* STATED TASK:
Render the lines from the one containing "Give the segmentation of every instance of the <item>formula" through the one containing "Mark the region of each instance of the <item>formula", inclusive, as a JSON list of strings with one string per line and blank lines omitted.
─── GIVEN RECORDS
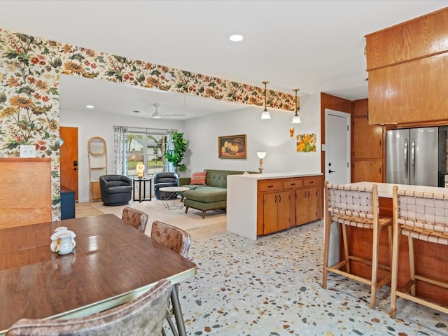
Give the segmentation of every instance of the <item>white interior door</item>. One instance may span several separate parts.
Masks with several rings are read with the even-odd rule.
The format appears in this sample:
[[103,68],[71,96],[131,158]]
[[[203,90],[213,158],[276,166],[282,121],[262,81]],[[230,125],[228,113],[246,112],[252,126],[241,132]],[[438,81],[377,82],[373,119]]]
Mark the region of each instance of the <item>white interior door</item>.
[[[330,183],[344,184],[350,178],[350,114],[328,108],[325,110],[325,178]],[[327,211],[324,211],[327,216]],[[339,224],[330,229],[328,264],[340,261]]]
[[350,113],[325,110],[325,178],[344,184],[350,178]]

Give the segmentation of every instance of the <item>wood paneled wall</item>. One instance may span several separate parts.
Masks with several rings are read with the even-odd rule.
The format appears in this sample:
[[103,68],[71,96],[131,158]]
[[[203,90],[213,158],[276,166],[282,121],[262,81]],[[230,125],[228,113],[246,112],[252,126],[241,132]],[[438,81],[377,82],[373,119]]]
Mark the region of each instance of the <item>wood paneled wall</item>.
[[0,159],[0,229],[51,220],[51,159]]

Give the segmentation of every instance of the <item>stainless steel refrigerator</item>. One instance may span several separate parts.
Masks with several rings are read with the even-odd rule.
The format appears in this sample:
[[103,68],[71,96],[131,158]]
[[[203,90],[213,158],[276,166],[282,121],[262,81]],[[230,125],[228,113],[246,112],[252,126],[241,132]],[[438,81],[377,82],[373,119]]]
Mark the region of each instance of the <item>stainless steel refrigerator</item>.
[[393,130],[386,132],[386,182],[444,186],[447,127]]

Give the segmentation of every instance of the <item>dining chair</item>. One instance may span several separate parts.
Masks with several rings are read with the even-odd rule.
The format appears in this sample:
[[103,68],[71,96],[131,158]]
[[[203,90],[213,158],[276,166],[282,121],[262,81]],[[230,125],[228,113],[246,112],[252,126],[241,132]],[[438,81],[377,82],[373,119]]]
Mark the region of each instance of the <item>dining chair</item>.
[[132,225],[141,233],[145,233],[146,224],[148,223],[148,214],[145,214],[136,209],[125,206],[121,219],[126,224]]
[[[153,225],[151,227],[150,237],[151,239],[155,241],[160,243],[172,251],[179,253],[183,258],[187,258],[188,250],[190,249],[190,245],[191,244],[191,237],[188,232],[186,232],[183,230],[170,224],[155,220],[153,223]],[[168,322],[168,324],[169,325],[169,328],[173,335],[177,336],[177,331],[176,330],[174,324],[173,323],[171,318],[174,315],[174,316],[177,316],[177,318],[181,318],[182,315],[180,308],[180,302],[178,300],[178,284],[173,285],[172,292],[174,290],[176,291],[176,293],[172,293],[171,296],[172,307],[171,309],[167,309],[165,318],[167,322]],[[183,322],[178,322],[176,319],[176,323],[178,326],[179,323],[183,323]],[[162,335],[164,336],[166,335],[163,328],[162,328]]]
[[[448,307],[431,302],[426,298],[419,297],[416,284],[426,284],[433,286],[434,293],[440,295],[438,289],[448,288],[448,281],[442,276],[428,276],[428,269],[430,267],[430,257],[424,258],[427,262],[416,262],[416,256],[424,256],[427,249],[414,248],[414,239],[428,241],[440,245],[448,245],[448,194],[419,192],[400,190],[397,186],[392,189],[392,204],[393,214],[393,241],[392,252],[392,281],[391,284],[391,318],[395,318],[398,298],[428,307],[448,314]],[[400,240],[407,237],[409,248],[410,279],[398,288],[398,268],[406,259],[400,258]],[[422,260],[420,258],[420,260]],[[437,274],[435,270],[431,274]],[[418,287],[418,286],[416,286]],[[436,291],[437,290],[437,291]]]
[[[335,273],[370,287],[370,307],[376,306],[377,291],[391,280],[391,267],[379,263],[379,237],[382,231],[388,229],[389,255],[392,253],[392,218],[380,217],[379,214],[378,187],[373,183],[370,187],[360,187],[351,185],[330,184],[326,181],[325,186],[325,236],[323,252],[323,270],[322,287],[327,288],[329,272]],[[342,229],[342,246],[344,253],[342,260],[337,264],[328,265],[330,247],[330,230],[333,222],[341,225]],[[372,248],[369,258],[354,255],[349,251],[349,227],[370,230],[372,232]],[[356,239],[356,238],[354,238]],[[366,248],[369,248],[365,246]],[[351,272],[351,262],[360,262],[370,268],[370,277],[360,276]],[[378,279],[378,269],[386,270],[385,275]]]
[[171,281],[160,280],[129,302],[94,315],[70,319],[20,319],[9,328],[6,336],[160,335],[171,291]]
──────
─── GIVEN RECORDS
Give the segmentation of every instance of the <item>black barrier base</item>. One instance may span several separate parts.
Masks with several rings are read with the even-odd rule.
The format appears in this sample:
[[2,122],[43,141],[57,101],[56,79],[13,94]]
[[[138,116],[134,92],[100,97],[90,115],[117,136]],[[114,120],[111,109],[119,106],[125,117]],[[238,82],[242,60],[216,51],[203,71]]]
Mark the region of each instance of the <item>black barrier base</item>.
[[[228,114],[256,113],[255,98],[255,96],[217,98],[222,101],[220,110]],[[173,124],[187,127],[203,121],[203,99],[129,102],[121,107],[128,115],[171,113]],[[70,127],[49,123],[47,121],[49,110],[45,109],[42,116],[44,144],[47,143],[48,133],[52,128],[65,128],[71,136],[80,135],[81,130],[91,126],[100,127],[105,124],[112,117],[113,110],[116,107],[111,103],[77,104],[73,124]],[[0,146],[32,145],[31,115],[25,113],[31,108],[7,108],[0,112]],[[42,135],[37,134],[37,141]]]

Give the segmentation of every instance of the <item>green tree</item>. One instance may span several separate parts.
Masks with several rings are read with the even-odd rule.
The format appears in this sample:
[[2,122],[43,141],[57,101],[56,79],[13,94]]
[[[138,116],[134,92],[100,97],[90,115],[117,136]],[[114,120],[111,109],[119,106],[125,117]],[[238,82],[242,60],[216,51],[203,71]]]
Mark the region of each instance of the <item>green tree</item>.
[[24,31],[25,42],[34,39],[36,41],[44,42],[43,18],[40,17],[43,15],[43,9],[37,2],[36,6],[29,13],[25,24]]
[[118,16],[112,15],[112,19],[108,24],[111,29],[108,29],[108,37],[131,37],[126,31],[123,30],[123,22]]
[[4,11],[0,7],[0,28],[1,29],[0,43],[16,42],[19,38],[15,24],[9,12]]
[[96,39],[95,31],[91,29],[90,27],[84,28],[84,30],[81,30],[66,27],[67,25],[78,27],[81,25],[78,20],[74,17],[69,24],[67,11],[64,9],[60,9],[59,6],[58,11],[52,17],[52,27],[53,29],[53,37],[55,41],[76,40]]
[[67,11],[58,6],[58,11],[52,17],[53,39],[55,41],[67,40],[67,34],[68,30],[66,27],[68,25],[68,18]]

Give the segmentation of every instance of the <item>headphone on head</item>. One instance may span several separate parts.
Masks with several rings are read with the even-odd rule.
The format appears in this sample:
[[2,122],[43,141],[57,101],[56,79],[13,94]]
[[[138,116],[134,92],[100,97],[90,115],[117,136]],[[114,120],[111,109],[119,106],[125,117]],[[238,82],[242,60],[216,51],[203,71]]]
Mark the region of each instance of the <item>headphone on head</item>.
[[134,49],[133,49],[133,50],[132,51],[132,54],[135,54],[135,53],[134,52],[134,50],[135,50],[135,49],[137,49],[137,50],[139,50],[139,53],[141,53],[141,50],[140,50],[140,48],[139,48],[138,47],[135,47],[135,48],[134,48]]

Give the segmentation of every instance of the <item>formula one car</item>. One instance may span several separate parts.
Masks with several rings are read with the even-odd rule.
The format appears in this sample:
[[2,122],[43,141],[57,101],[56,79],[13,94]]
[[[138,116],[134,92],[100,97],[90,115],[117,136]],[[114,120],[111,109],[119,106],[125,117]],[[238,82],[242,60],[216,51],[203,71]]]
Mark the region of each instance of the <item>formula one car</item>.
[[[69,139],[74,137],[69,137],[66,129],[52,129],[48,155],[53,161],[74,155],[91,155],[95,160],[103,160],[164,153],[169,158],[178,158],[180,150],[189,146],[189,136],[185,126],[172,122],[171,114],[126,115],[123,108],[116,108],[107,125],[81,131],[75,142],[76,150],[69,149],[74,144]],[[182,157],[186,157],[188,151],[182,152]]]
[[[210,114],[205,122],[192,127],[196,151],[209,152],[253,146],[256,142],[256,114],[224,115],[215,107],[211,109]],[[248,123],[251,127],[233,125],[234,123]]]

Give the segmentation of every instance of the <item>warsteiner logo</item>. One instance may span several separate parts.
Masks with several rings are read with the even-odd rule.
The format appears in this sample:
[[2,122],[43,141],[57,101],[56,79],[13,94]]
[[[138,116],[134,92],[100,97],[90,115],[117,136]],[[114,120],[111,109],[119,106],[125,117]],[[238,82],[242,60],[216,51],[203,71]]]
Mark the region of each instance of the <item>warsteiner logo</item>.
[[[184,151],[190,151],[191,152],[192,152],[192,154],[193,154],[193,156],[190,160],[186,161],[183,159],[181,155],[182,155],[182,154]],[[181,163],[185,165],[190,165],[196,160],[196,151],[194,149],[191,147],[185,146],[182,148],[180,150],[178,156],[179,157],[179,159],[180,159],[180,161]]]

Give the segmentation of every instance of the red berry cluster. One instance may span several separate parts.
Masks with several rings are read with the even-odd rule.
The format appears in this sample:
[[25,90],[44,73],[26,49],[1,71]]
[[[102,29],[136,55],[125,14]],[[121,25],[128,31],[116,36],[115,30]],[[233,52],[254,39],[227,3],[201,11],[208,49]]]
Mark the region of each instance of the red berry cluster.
──────
* CORRECT RESPONSE:
[
  "Give the segmentation of every instance of the <item>formula one car</item>. One instance may span several separate parts.",
  "Masks with several rings are read with the even-odd rule.",
  "The format appears in this sample:",
  "[[2,122],[43,141],[57,101],[56,79],[13,94]]",
  "[[[138,116],[134,92],[100,97],[90,115],[117,136]],[[114,120],[111,109],[119,106],[125,117]],[[238,82],[242,60],[216,51],[203,71]]]",
  "Mark the region of each instance of the <item>formula one car</item>."
]